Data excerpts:
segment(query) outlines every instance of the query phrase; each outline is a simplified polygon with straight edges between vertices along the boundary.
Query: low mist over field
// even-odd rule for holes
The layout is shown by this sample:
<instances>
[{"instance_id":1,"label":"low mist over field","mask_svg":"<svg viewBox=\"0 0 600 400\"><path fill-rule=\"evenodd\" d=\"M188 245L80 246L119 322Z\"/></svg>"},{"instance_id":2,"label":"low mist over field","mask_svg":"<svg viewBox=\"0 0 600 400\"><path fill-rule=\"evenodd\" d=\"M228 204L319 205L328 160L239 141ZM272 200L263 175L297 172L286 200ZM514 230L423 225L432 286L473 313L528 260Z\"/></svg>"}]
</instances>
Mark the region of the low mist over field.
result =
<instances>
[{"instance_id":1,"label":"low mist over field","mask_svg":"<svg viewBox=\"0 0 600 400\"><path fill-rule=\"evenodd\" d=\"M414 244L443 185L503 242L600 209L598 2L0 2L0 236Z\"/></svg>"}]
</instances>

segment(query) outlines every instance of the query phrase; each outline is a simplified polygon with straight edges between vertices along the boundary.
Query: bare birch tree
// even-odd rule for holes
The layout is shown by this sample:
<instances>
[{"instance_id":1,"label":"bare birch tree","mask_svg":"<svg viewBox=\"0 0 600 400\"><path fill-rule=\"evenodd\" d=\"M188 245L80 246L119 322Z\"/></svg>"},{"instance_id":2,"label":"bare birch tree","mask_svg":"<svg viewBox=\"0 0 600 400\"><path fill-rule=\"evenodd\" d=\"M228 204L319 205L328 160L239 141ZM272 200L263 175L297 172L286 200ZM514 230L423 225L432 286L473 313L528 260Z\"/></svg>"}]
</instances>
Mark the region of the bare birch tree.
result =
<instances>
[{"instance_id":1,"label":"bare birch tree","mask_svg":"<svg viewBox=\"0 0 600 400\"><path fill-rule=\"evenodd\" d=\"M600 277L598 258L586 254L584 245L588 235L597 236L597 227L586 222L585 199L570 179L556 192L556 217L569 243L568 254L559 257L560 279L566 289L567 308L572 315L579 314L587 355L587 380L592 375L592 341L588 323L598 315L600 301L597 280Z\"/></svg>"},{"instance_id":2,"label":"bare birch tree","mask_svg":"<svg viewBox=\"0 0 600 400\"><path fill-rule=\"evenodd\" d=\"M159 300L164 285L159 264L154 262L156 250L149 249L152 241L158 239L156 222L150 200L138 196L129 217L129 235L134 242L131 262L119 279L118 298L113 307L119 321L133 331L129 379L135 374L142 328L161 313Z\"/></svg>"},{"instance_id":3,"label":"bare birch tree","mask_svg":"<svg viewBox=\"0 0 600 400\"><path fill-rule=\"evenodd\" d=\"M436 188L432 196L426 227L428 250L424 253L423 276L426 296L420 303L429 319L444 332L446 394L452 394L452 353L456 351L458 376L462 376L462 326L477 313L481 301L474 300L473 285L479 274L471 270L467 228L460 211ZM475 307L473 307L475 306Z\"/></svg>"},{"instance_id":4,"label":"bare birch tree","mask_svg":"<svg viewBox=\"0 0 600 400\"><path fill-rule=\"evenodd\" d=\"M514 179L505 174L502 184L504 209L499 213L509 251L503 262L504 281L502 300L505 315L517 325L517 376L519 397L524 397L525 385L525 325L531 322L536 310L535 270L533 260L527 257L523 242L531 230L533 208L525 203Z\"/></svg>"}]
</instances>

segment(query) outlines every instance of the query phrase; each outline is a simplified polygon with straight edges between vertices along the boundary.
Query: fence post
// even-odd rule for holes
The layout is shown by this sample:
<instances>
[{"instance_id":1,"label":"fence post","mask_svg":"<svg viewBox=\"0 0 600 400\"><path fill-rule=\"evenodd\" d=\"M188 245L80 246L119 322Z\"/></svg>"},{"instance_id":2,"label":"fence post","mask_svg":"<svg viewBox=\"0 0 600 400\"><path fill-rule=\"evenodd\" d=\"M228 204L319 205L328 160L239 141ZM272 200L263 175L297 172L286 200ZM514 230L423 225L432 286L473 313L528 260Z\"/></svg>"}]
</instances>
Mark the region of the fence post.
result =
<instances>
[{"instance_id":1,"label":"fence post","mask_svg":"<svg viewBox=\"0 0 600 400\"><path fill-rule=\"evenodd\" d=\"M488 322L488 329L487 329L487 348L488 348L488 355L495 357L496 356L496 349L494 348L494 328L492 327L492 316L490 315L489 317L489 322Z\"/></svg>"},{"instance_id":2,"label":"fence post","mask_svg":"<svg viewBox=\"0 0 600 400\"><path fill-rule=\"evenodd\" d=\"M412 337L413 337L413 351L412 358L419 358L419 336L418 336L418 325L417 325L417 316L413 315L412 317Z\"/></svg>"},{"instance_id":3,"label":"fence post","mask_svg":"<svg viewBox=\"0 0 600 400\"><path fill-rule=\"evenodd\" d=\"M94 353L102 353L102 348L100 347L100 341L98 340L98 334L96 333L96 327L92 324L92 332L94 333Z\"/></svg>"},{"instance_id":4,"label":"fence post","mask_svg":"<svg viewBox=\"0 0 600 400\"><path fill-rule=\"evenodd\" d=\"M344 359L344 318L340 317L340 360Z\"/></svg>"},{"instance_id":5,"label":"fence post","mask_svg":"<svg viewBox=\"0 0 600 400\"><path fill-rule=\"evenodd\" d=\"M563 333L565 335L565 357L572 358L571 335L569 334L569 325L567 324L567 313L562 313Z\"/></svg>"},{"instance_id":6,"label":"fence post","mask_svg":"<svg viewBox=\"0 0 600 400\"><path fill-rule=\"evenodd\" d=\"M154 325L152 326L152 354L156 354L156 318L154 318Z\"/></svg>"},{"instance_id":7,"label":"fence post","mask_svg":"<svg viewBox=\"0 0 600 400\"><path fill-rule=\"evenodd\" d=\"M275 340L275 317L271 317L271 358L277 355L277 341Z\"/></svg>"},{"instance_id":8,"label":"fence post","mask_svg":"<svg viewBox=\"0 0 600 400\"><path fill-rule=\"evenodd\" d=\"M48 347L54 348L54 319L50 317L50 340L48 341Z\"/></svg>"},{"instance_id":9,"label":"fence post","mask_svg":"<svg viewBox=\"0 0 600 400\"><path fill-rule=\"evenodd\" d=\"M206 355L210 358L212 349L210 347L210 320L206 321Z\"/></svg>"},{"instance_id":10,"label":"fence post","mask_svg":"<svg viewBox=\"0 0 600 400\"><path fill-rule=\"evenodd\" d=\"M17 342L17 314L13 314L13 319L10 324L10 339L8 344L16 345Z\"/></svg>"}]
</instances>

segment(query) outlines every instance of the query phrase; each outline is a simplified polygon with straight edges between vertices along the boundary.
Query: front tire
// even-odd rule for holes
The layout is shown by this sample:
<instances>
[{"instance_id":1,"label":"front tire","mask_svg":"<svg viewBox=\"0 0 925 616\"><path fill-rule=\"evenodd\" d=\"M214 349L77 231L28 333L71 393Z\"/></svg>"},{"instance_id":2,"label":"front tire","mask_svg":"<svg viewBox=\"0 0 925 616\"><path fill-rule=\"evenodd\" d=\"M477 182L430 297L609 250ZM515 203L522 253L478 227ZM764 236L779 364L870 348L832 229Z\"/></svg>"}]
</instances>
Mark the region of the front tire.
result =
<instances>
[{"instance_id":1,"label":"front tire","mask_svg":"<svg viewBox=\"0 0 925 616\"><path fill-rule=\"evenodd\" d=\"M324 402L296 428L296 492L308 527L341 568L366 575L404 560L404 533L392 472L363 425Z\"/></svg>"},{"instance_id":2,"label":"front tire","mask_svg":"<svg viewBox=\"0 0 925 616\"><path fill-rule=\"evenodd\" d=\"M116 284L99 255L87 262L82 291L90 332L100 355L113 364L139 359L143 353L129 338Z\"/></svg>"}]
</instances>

• Task: The records above should all be quoted exactly, please.

• Finished exercise:
segment(query) outlines every instance of the query phrase; each outline is a simplified polygon with straight edges between vertices along the boundary.
Query: low mist over field
// even-odd rule for holes
The layout is shown by this sample:
<instances>
[{"instance_id":1,"label":"low mist over field","mask_svg":"<svg viewBox=\"0 0 600 400\"><path fill-rule=\"evenodd\" d=\"M188 245L80 246L119 322Z\"/></svg>"},{"instance_id":2,"label":"low mist over field","mask_svg":"<svg viewBox=\"0 0 600 400\"><path fill-rule=\"evenodd\" d=\"M228 204L319 205L328 160L239 141ZM272 200L263 175L297 172L286 200ZM514 230L423 225L432 286L473 313L528 260Z\"/></svg>"}]
</instances>
Mark the region of the low mist over field.
result =
<instances>
[{"instance_id":1,"label":"low mist over field","mask_svg":"<svg viewBox=\"0 0 600 400\"><path fill-rule=\"evenodd\" d=\"M414 244L443 185L503 242L600 209L598 2L0 2L0 236Z\"/></svg>"}]
</instances>

segment(query) outlines every instance of the query phrase; each outline is a simplified polygon with straight edges between vertices along the boundary.
Query: bare birch tree
// even-odd rule for holes
The layout is shown by this sample:
<instances>
[{"instance_id":1,"label":"bare birch tree","mask_svg":"<svg viewBox=\"0 0 600 400\"><path fill-rule=\"evenodd\" d=\"M188 245L80 246L119 322Z\"/></svg>"},{"instance_id":2,"label":"bare birch tree","mask_svg":"<svg viewBox=\"0 0 600 400\"><path fill-rule=\"evenodd\" d=\"M228 204L319 205L328 160L239 141ZM272 200L263 175L297 172L286 200ZM514 230L423 225L432 286L473 313L528 260Z\"/></svg>"}]
</instances>
Mark the region of the bare birch tree.
result =
<instances>
[{"instance_id":1,"label":"bare birch tree","mask_svg":"<svg viewBox=\"0 0 600 400\"><path fill-rule=\"evenodd\" d=\"M600 277L598 258L586 254L584 245L588 235L597 236L597 227L586 222L585 199L570 179L556 192L556 217L569 243L568 254L559 257L560 279L566 289L567 308L572 315L579 314L587 355L587 380L592 375L592 341L588 323L598 315L600 301L597 280Z\"/></svg>"},{"instance_id":2,"label":"bare birch tree","mask_svg":"<svg viewBox=\"0 0 600 400\"><path fill-rule=\"evenodd\" d=\"M159 300L164 285L159 264L154 262L156 250L149 249L152 241L158 239L156 222L150 200L138 196L129 217L129 235L134 242L131 262L119 279L118 298L113 307L119 321L133 331L129 379L135 374L142 328L161 313Z\"/></svg>"},{"instance_id":3,"label":"bare birch tree","mask_svg":"<svg viewBox=\"0 0 600 400\"><path fill-rule=\"evenodd\" d=\"M436 188L432 196L426 227L428 250L424 253L423 276L426 296L420 303L429 319L444 332L446 394L452 394L452 353L456 351L458 376L462 376L462 326L477 313L481 301L474 300L473 285L479 274L471 270L467 228L460 211ZM475 307L473 307L475 306Z\"/></svg>"},{"instance_id":4,"label":"bare birch tree","mask_svg":"<svg viewBox=\"0 0 600 400\"><path fill-rule=\"evenodd\" d=\"M514 179L505 174L502 184L504 209L499 213L509 251L503 262L504 281L502 300L505 315L517 325L517 376L519 397L524 397L525 385L525 325L531 322L536 310L535 270L533 260L527 257L523 242L531 230L533 208L525 203Z\"/></svg>"}]
</instances>

segment(query) outlines every instance of the query phrase; each outline is a simplified polygon with straight edges between vertices along the boundary.
Query: fence post
// even-odd rule for holes
The layout is shown by this sample:
<instances>
[{"instance_id":1,"label":"fence post","mask_svg":"<svg viewBox=\"0 0 600 400\"><path fill-rule=\"evenodd\" d=\"M188 245L80 246L119 322Z\"/></svg>"},{"instance_id":2,"label":"fence post","mask_svg":"<svg viewBox=\"0 0 600 400\"><path fill-rule=\"evenodd\" d=\"M228 204L319 205L328 160L239 141ZM272 200L263 175L297 172L286 200ZM514 230L423 225L432 286L473 313L528 260Z\"/></svg>"}]
</instances>
Mark the region of the fence post.
result =
<instances>
[{"instance_id":1,"label":"fence post","mask_svg":"<svg viewBox=\"0 0 600 400\"><path fill-rule=\"evenodd\" d=\"M488 322L488 329L487 329L487 348L488 348L488 355L495 357L496 356L496 349L494 348L494 328L492 327L492 316L490 315L489 317L489 322Z\"/></svg>"},{"instance_id":2,"label":"fence post","mask_svg":"<svg viewBox=\"0 0 600 400\"><path fill-rule=\"evenodd\" d=\"M412 337L413 337L413 351L412 358L419 358L419 336L418 336L418 325L417 325L417 316L413 315L412 317Z\"/></svg>"},{"instance_id":3,"label":"fence post","mask_svg":"<svg viewBox=\"0 0 600 400\"><path fill-rule=\"evenodd\" d=\"M94 353L102 353L102 348L100 347L100 341L98 340L98 334L96 333L96 327L92 324L92 332L94 333Z\"/></svg>"},{"instance_id":4,"label":"fence post","mask_svg":"<svg viewBox=\"0 0 600 400\"><path fill-rule=\"evenodd\" d=\"M344 359L344 318L340 317L340 360Z\"/></svg>"},{"instance_id":5,"label":"fence post","mask_svg":"<svg viewBox=\"0 0 600 400\"><path fill-rule=\"evenodd\" d=\"M563 333L565 335L565 357L572 358L571 335L569 334L569 325L567 324L567 313L562 313Z\"/></svg>"},{"instance_id":6,"label":"fence post","mask_svg":"<svg viewBox=\"0 0 600 400\"><path fill-rule=\"evenodd\" d=\"M154 325L152 326L152 354L156 354L156 318L154 318Z\"/></svg>"},{"instance_id":7,"label":"fence post","mask_svg":"<svg viewBox=\"0 0 600 400\"><path fill-rule=\"evenodd\" d=\"M275 340L275 317L271 317L271 358L277 355L277 341Z\"/></svg>"},{"instance_id":8,"label":"fence post","mask_svg":"<svg viewBox=\"0 0 600 400\"><path fill-rule=\"evenodd\" d=\"M48 347L54 348L54 319L50 317L50 340L48 341Z\"/></svg>"},{"instance_id":9,"label":"fence post","mask_svg":"<svg viewBox=\"0 0 600 400\"><path fill-rule=\"evenodd\" d=\"M206 355L210 358L212 349L210 347L210 320L206 321Z\"/></svg>"},{"instance_id":10,"label":"fence post","mask_svg":"<svg viewBox=\"0 0 600 400\"><path fill-rule=\"evenodd\" d=\"M17 342L17 314L13 314L13 319L10 324L10 339L8 344L16 345Z\"/></svg>"}]
</instances>

segment(query) outlines every instance of the query phrase; each outline is a simplified polygon with straight edges between vertices along the boundary.
Query: front tire
// even-odd rule for holes
The layout is shown by this sample:
<instances>
[{"instance_id":1,"label":"front tire","mask_svg":"<svg viewBox=\"0 0 925 616\"><path fill-rule=\"evenodd\" d=\"M214 349L77 231L28 333L71 393Z\"/></svg>"},{"instance_id":2,"label":"front tire","mask_svg":"<svg viewBox=\"0 0 925 616\"><path fill-rule=\"evenodd\" d=\"M477 182L430 297L609 250ZM515 203L522 253L478 227ZM764 236L779 364L870 348L832 229Z\"/></svg>"}]
</instances>
Mark the region of the front tire.
result =
<instances>
[{"instance_id":1,"label":"front tire","mask_svg":"<svg viewBox=\"0 0 925 616\"><path fill-rule=\"evenodd\" d=\"M324 402L296 428L296 492L308 527L341 568L366 575L404 560L404 533L392 472L363 425Z\"/></svg>"},{"instance_id":2,"label":"front tire","mask_svg":"<svg viewBox=\"0 0 925 616\"><path fill-rule=\"evenodd\" d=\"M116 284L99 255L87 262L82 291L90 332L100 355L113 364L139 359L143 353L129 338Z\"/></svg>"}]
</instances>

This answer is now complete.